* [Passage to read]
Cuneiform Texts from Ugarit
Ancient Near East

The Father of the Bright One (has) two wives... Yam sent messengers, Ruler Nahar an embassy. With great rejoicing they flew heavenwards their nostrils flaring. Depart, divine assistants, do not stay! Indeed, set your faces towards the convocation of the Council, towards the divine mountain. At the feet of El you shall fall you shall honour the convocation of the Council! Standing upright, you shall then speak, declaring your message. And you shall say to Bull your father El, declare to the convocation of the Council: Message of Yam, your master, of your lord, Ruler Nahar: Give up the god whom you obey, the one whom you obey, Tempest! Give up Baal and his retinue, the Son of Dagan, whose gold I shall seize! The divine assistants depart; they do not delay. Then they set their faces towards the divine mountain, towards the convocation of the Council. Now the gods were sitting to eat,

Psalm 82:1

Hebrew Bible

1 A psalm of Asaph. God stands in the assembly of El; in the midst of the gods he renders judgment. 2 He says, “How long will you make unjust legal decisions and show favoritism to the wicked? (Selah) 3 Defend the cause of the poor and the fatherless. Vindicate the oppressed and suffering. 4 Rescue the poor and needy. Deliver them from the power of the wicked. 5 They neither know nor understand. They stumble around in the dark, while all the foundations of the earth crumble. 6 I thought, ‘You are gods; all of you are sons of the Most High.’ 7 Yet you will die like mortals; you will fall like all the other rulers.” 8 Rise up, O God, and execute judgment on the earth! For you own all the nations.

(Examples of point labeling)
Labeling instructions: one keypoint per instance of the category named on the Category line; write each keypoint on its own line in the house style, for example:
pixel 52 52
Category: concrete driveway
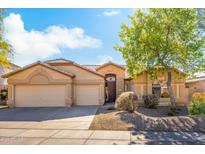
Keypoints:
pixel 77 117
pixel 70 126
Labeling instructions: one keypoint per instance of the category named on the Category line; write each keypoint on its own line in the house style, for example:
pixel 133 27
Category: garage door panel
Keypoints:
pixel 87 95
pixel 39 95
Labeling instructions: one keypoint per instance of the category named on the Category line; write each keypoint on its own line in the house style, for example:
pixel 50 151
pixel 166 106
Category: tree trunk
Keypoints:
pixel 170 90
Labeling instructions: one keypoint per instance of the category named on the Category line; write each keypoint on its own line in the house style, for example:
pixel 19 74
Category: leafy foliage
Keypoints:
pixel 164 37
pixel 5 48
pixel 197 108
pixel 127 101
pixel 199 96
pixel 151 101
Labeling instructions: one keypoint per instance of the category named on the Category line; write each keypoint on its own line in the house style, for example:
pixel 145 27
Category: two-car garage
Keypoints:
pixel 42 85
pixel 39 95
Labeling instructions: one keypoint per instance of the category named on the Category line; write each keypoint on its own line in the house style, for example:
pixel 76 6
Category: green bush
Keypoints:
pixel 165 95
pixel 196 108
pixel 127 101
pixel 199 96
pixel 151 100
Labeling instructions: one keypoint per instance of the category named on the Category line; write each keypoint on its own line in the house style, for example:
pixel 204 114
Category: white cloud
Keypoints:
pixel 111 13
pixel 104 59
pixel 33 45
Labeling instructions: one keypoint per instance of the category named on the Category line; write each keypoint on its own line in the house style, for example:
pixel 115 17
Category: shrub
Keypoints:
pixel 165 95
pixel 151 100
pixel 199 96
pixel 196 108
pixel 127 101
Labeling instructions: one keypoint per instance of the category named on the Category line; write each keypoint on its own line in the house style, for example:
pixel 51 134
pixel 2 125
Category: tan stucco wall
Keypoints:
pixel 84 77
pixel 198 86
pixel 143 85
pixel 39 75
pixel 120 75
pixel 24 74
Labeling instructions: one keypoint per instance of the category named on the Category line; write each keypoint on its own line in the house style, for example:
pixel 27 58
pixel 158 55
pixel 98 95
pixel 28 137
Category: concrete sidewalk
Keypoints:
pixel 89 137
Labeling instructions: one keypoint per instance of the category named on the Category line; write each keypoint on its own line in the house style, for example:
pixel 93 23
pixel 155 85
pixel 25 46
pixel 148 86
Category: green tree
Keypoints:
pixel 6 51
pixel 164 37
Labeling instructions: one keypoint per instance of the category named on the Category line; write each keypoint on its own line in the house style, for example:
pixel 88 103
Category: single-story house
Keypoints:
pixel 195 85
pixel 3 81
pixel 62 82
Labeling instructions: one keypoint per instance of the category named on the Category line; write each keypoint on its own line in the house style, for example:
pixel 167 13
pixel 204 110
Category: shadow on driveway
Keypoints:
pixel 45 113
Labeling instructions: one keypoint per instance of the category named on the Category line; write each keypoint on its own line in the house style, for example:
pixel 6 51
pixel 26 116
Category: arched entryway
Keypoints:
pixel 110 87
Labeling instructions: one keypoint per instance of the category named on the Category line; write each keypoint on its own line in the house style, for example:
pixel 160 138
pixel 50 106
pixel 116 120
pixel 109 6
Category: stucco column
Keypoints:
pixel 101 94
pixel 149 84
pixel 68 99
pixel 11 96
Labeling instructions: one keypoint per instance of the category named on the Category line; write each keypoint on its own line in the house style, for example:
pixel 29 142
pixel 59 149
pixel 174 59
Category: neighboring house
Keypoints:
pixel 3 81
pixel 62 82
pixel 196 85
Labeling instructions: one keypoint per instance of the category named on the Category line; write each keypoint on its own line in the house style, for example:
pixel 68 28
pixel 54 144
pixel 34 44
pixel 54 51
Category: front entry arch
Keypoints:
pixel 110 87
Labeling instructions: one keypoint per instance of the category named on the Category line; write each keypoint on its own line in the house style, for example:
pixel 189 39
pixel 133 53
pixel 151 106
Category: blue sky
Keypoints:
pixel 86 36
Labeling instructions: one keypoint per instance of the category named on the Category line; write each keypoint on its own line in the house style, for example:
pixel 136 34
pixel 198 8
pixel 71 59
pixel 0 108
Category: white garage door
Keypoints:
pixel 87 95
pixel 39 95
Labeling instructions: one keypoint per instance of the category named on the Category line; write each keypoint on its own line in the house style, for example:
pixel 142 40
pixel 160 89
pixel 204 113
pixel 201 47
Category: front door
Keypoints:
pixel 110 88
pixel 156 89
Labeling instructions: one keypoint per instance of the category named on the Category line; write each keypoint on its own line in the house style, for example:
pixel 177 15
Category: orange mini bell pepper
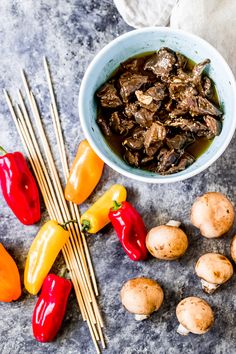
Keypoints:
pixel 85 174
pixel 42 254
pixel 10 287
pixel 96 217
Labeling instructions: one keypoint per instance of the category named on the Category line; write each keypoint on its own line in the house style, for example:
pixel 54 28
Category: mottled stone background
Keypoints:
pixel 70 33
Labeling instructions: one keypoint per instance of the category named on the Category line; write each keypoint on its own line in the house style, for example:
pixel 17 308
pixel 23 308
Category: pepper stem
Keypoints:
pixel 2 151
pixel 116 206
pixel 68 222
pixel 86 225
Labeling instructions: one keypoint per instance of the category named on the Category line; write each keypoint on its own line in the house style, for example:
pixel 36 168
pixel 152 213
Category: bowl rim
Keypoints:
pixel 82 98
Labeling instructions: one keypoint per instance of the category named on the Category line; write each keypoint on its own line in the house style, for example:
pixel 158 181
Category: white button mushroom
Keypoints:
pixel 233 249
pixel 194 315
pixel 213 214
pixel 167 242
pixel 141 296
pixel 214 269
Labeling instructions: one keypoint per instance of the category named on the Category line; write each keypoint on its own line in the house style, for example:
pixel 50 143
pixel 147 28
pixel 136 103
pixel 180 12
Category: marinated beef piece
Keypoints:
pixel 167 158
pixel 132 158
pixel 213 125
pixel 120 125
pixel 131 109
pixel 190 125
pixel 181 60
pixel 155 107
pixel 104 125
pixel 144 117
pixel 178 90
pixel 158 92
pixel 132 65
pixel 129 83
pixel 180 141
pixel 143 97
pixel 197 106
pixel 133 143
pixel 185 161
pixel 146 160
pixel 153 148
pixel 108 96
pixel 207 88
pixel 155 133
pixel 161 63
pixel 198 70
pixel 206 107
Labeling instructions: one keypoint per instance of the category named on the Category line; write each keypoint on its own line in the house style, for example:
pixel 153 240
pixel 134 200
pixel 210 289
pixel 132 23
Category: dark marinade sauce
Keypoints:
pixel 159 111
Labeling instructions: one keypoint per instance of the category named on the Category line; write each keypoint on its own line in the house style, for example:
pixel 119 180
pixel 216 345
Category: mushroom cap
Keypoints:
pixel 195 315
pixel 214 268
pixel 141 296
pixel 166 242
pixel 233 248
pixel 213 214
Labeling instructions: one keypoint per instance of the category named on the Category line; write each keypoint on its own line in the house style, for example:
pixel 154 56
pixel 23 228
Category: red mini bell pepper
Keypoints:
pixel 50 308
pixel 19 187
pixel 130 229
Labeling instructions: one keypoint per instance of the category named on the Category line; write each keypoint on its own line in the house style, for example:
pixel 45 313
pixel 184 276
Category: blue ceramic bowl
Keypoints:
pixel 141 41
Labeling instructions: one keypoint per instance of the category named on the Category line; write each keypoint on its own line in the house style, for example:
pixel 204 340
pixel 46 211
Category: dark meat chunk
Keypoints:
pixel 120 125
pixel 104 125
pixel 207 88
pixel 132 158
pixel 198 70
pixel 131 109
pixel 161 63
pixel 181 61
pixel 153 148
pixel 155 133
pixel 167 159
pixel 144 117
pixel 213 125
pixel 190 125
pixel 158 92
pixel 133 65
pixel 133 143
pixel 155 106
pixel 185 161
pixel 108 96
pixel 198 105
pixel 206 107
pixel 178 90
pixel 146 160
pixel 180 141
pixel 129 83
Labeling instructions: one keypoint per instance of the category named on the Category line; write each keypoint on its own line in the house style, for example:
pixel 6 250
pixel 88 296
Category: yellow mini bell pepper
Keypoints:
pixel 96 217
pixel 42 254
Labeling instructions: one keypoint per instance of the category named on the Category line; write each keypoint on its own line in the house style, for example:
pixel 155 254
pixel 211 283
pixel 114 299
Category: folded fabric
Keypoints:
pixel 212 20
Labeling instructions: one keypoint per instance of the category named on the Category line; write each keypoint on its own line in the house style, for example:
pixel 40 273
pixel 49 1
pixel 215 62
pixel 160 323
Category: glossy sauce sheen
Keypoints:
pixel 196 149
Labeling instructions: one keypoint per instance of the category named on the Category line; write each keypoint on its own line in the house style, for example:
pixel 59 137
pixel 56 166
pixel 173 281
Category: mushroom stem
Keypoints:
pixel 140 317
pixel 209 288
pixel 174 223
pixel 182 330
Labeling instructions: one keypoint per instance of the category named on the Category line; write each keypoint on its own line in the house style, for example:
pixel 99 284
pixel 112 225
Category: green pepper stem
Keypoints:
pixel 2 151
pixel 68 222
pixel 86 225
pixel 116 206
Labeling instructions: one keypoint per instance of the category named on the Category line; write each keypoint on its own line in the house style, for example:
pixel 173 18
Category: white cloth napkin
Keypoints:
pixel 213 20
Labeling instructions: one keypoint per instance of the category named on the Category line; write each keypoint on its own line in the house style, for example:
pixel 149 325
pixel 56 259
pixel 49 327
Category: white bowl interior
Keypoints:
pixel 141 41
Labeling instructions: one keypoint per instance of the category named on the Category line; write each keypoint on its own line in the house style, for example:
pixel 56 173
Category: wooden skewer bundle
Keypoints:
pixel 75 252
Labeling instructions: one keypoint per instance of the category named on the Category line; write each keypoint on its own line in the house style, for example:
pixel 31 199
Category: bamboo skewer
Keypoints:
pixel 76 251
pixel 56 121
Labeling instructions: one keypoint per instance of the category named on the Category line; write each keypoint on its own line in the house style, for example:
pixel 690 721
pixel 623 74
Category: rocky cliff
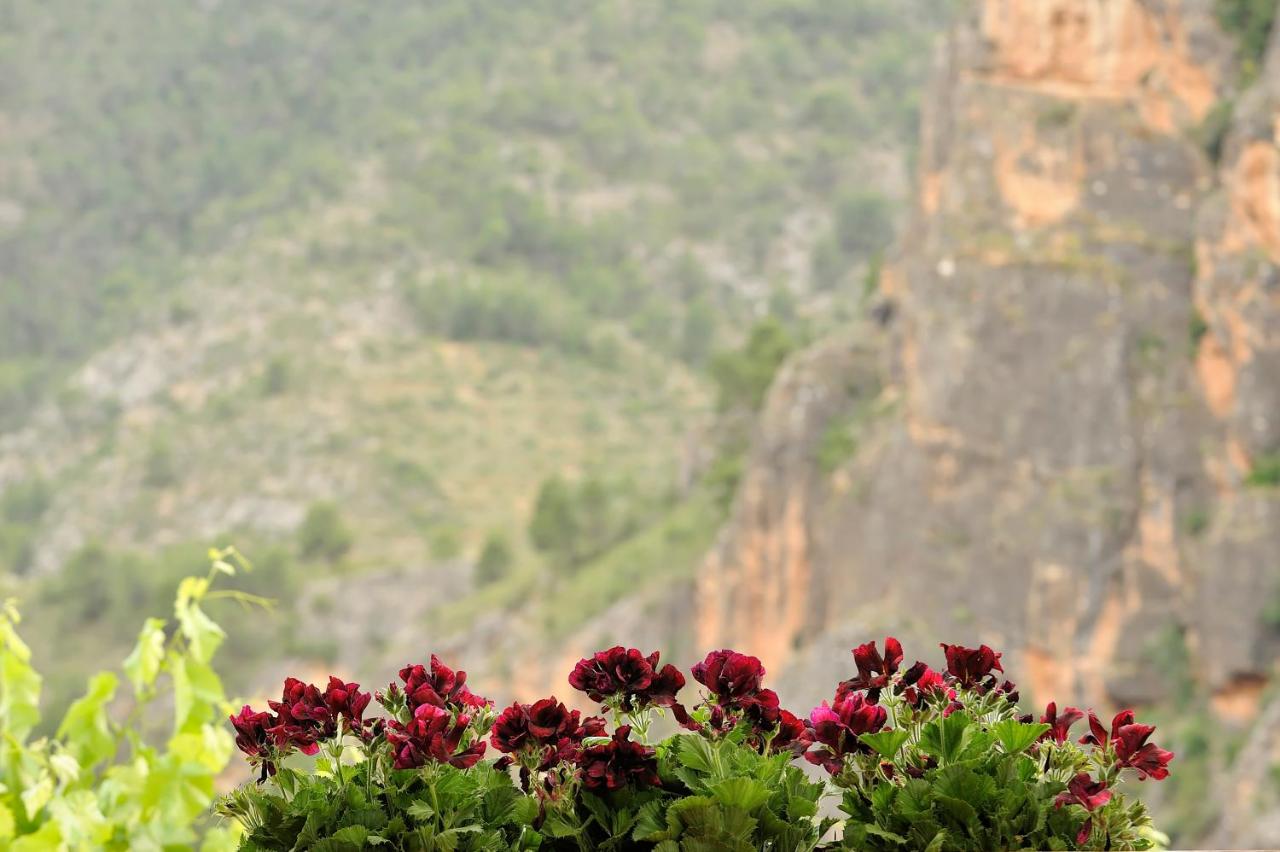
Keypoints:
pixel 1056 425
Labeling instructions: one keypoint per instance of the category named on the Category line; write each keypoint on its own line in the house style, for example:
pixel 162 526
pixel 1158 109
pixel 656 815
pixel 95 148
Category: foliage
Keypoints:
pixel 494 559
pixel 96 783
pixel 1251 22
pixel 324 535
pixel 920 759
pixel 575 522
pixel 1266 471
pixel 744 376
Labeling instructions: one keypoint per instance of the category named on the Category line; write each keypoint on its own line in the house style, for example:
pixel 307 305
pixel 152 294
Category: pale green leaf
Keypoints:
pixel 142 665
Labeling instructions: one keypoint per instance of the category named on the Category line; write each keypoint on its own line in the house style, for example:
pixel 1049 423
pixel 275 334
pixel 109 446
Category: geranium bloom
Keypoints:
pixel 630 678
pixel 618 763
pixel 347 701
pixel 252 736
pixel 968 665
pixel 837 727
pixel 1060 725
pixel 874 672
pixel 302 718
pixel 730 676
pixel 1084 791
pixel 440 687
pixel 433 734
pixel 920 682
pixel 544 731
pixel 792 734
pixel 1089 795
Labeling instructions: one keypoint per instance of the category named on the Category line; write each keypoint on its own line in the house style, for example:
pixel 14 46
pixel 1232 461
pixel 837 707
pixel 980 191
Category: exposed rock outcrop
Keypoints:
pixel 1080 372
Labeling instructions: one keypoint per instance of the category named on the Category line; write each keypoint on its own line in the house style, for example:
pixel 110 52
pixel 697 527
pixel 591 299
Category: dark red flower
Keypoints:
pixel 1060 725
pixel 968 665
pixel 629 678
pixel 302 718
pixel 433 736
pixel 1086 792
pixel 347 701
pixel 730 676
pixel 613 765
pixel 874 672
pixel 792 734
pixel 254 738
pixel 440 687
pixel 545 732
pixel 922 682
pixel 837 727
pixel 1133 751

* [Objective] Reproduce the divine council passage word for word, starting at "1 A psalm of" and stopping after "all the nations.". The records are material separate from the divine council passage.

* [Answer to the problem]
1 A psalm of Asaph. God stands in the assembly of El; in the midst of the gods he renders judgment. 2 He says, “How long will you make unjust legal decisions and show favoritism to the wicked? (Selah) 3 Defend the cause of the poor and the fatherless. Vindicate the oppressed and suffering. 4 Rescue the poor and needy. Deliver them from the power of the wicked. 5 They neither know nor understand. They stumble around in the dark, while all the foundations of the earth crumble. 6 I thought, ‘You are gods; all of you are sons of the Most High.’ 7 Yet you will die like mortals; you will fall like all the other rulers.” 8 Rise up, O God, and execute judgment on the earth! For you own all the nations.